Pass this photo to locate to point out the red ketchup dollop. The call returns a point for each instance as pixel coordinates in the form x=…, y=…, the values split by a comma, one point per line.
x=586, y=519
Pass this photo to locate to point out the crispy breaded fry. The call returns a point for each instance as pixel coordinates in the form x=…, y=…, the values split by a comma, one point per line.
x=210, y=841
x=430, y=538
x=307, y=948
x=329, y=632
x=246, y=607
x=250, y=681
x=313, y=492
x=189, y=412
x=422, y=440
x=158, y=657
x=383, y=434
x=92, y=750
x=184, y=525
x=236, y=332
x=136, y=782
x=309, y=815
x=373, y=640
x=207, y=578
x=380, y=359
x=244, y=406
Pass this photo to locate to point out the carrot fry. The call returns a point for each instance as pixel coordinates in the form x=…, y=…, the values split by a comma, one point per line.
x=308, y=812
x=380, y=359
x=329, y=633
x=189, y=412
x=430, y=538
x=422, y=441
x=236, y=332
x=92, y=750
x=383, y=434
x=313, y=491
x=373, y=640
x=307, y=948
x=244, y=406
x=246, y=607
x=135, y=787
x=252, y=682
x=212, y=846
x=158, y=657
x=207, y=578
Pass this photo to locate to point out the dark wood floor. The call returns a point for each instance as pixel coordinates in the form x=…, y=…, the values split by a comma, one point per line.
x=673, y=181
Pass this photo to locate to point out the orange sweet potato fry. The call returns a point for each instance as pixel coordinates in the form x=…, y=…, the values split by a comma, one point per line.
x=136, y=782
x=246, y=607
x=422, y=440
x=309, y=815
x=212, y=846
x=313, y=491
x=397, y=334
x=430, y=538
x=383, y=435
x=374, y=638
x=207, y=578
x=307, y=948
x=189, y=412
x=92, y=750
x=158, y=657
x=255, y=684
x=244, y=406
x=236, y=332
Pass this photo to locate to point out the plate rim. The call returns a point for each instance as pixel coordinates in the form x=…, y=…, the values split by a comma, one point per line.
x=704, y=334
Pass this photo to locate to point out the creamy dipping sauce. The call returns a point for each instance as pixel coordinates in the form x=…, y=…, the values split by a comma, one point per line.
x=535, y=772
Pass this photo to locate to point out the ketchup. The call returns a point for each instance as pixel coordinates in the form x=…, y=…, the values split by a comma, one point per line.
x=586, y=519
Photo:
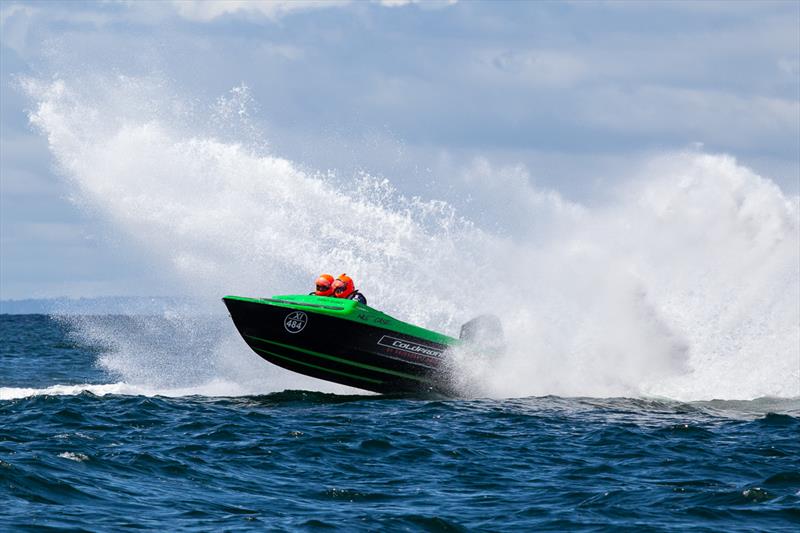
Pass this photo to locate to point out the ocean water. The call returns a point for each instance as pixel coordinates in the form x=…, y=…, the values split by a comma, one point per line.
x=82, y=450
x=651, y=381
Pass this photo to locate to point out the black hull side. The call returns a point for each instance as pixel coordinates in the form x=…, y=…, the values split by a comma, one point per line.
x=341, y=350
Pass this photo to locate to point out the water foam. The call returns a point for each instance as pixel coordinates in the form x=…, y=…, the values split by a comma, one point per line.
x=685, y=285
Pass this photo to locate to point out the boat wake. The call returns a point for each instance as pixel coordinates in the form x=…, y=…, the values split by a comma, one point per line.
x=683, y=284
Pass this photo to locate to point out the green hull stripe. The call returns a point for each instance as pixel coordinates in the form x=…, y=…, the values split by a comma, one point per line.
x=319, y=367
x=345, y=361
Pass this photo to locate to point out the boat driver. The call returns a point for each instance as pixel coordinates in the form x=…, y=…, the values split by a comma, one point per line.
x=344, y=287
x=324, y=285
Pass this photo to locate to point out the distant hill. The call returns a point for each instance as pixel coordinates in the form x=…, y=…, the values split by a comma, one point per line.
x=111, y=305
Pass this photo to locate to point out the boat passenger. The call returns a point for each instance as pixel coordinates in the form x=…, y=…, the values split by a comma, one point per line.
x=343, y=287
x=324, y=285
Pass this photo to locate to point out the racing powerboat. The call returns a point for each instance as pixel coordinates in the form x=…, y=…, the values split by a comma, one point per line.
x=350, y=343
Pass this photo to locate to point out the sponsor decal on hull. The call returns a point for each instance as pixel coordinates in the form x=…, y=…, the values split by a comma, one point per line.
x=409, y=346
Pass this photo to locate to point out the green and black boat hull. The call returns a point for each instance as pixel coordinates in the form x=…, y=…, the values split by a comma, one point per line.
x=345, y=342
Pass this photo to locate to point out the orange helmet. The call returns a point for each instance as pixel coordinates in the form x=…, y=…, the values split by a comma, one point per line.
x=324, y=285
x=343, y=286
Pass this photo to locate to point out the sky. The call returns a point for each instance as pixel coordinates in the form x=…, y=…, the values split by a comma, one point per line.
x=569, y=95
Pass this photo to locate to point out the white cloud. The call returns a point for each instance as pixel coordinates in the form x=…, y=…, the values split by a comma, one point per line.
x=205, y=11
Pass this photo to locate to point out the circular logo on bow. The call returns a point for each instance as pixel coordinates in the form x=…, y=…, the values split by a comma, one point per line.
x=295, y=321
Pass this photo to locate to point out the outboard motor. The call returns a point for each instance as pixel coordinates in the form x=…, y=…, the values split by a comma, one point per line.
x=485, y=335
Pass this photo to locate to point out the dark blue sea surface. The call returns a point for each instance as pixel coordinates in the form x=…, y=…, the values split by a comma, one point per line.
x=305, y=460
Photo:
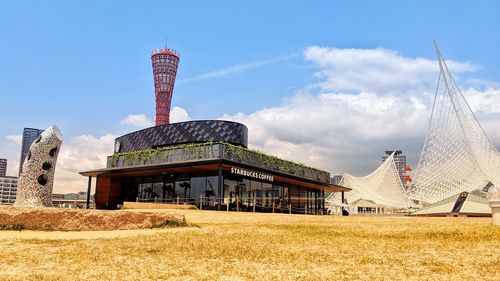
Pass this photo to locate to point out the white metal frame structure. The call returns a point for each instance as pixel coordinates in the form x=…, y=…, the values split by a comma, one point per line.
x=457, y=155
x=383, y=186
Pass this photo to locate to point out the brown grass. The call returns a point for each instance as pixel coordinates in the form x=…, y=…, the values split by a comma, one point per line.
x=246, y=246
x=50, y=219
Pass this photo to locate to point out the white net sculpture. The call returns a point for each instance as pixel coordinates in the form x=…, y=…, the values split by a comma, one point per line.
x=383, y=186
x=457, y=155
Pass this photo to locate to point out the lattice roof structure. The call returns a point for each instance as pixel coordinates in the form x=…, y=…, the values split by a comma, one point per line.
x=383, y=186
x=457, y=155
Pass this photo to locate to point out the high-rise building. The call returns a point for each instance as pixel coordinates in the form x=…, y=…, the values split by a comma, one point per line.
x=3, y=167
x=29, y=136
x=400, y=161
x=165, y=62
x=8, y=190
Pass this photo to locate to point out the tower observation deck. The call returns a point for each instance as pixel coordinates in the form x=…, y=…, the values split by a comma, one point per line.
x=165, y=62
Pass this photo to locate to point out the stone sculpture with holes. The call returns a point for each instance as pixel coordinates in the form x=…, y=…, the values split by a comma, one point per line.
x=37, y=178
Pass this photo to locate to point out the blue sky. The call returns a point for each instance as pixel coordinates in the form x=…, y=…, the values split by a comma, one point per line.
x=85, y=65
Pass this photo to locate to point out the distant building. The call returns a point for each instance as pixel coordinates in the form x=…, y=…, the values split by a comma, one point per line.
x=336, y=179
x=29, y=136
x=3, y=167
x=400, y=161
x=8, y=190
x=165, y=62
x=72, y=200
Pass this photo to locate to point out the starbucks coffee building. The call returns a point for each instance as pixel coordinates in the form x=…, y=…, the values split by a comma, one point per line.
x=206, y=163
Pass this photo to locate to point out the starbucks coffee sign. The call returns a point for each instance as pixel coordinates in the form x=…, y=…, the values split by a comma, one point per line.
x=252, y=174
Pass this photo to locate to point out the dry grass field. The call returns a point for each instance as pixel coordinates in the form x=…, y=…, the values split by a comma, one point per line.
x=246, y=246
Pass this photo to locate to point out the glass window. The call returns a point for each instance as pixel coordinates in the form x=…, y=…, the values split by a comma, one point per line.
x=267, y=195
x=230, y=187
x=157, y=192
x=198, y=186
x=212, y=190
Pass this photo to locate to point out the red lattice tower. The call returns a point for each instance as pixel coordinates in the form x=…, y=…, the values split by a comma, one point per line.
x=165, y=62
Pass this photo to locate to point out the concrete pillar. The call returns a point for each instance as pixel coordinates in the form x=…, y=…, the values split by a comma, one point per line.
x=494, y=200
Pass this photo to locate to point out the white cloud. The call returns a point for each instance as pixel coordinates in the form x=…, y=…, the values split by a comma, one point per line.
x=369, y=101
x=178, y=114
x=343, y=128
x=137, y=120
x=79, y=154
x=236, y=68
x=87, y=152
x=17, y=139
x=381, y=70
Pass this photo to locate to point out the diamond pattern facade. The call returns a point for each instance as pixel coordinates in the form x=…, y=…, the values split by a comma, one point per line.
x=184, y=132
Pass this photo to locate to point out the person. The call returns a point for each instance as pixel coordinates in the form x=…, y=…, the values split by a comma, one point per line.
x=345, y=208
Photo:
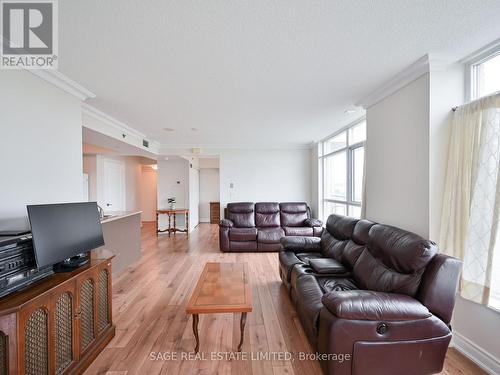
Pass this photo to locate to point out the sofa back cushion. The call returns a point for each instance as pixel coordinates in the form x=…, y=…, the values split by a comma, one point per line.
x=267, y=214
x=241, y=214
x=345, y=238
x=294, y=214
x=393, y=260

☆ ☆ ☆ ☆ ☆ ☆ ☆

Render only the items in the stretch from the line containing "starbucks coffee sign." through the line containing "x=212, y=190" as a two-column CSV with the header text,points. Give one row per item, put each value in its own quoted field, and turn any line breaks into spaces.

◆ **RESULT FOR THIS TASK**:
text,points
"Pass this photo to locate to point out the starbucks coffee sign. The call returns a point for each instance as pixel coordinates in the form x=…, y=…, the values split by a comma, one point per line.","x=252, y=174"
"Pass this photo to locate to point out the dry grass field. The call returns a point for each instance as pixel coordinates in the form x=…, y=…, the values split by a comma, one point per line.","x=246, y=246"
"Pass this photo to locate to point out the glass window. The call returns a point for each instance as pixel coordinates in the form x=…, y=…, the values split by a comma, one point per line.","x=267, y=195 x=230, y=187 x=157, y=192 x=198, y=186 x=212, y=190"